Activity: Filter the records, keeping every line that has the string "rock".

[Provided entries Boundary: Start]

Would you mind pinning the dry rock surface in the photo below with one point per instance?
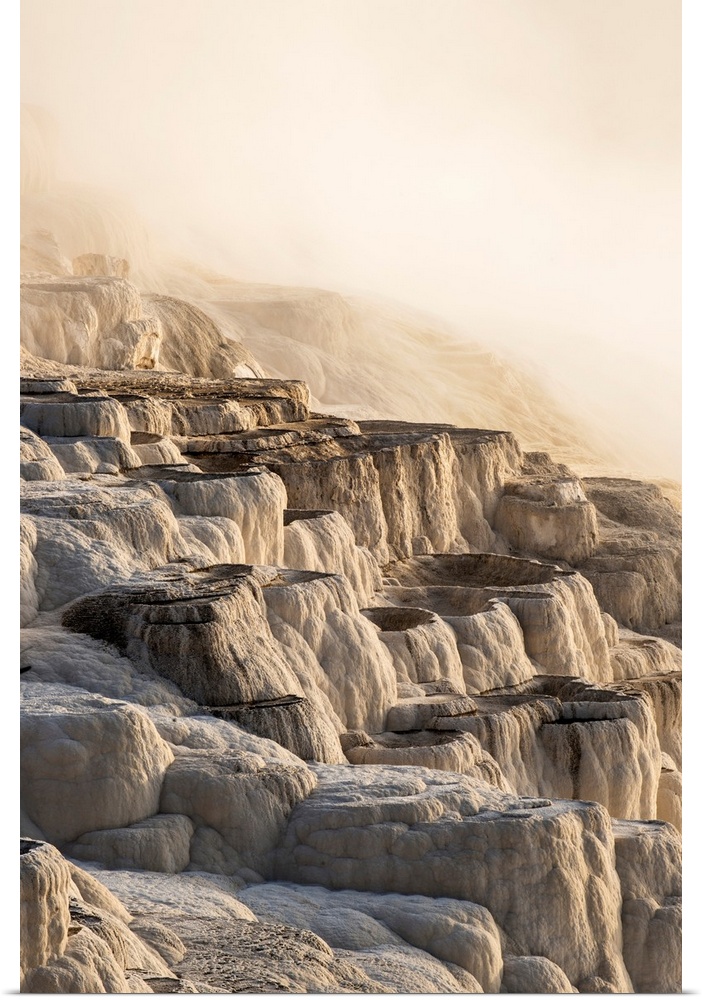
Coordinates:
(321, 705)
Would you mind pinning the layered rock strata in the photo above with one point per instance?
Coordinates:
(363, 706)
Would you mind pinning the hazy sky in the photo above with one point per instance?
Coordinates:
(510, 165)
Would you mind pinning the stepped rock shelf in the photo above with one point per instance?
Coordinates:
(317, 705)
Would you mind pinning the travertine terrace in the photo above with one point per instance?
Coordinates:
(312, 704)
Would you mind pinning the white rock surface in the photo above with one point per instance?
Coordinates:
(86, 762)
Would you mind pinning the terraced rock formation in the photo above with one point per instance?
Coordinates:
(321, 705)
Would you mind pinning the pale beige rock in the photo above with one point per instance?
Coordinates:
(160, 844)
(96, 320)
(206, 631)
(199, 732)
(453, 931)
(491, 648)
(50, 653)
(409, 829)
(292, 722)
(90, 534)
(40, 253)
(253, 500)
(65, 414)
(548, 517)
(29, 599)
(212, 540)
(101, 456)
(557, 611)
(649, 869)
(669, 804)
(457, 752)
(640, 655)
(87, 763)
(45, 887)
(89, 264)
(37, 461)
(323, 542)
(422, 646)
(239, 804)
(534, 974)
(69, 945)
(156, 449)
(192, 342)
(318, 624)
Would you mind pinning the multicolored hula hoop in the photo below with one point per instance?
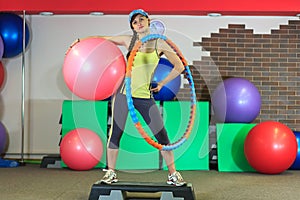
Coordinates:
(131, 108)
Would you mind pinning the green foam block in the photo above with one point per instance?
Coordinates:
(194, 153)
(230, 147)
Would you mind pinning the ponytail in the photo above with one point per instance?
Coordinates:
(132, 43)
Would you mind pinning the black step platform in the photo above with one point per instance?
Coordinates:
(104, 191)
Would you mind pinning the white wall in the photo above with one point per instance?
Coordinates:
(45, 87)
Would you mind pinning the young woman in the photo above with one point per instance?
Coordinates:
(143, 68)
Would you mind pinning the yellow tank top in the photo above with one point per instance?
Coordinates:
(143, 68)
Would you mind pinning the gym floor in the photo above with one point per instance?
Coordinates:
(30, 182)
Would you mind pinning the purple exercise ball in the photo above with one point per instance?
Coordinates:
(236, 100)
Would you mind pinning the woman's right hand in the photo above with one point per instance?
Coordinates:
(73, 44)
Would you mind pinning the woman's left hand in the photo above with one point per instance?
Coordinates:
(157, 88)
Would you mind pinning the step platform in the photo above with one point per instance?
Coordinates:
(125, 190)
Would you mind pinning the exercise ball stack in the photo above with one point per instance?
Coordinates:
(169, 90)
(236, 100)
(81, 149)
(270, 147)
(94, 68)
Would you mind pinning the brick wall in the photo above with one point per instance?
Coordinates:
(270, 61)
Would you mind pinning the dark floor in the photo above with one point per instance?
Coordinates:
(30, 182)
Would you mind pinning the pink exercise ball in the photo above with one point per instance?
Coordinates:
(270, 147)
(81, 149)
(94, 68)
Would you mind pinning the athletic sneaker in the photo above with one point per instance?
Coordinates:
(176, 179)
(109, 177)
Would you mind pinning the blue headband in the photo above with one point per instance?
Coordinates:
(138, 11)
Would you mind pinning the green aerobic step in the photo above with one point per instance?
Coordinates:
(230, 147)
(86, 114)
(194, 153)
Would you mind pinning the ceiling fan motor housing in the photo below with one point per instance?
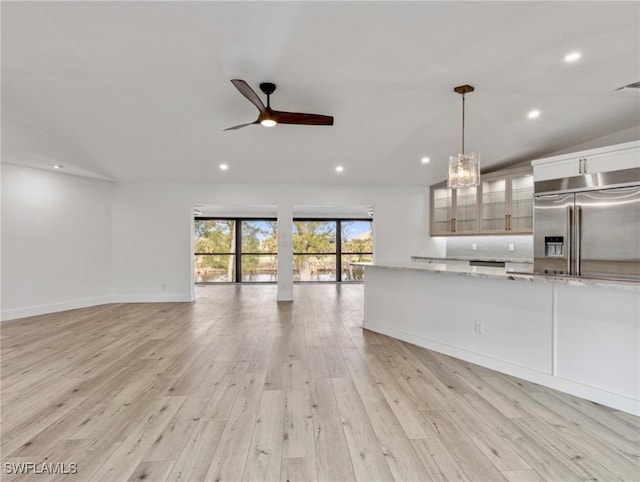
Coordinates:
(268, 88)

[Provided entries Boundary: End]

Worked solution:
Would you mind pinning the dry rock surface in the photo below with one point per instance?
Would you mind pinning the layered rock strata in the photo above with one point per instance?
Would you mind pinning the stepped rock shelf in the photo above with one point per instance?
Would you mind pinning the white rock surface in the photo above with one point per instance?
Would you mind pinning the terraced rock formation in the photo above with one point per instance?
Would you mind pinning the pale beige rock in the photo above with one point per instance?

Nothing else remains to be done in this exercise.